Copy all of the lines below, requests included, and multiply every bounding-box coordinate in the answers by 1.6, rounding to the nearest whole number with halves rounded up. Leave the requests themselves unchanged.

DATA FOR THIS TASK:
.....

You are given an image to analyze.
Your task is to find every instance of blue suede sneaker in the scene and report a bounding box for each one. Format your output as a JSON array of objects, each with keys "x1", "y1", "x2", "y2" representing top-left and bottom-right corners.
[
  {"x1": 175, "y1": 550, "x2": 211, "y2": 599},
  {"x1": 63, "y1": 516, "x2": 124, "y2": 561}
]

.....

SOLUTION TO THIS EXERCISE:
You are given an image to analyze.
Your task is to find every instance of blue suede sneaker in the scene and report a bounding box for each one. Format your output as a JSON array of objects, each with keys "x1", "y1", "x2", "y2" representing top-left and bottom-right corners.
[
  {"x1": 280, "y1": 880, "x2": 338, "y2": 958},
  {"x1": 101, "y1": 826, "x2": 198, "y2": 898}
]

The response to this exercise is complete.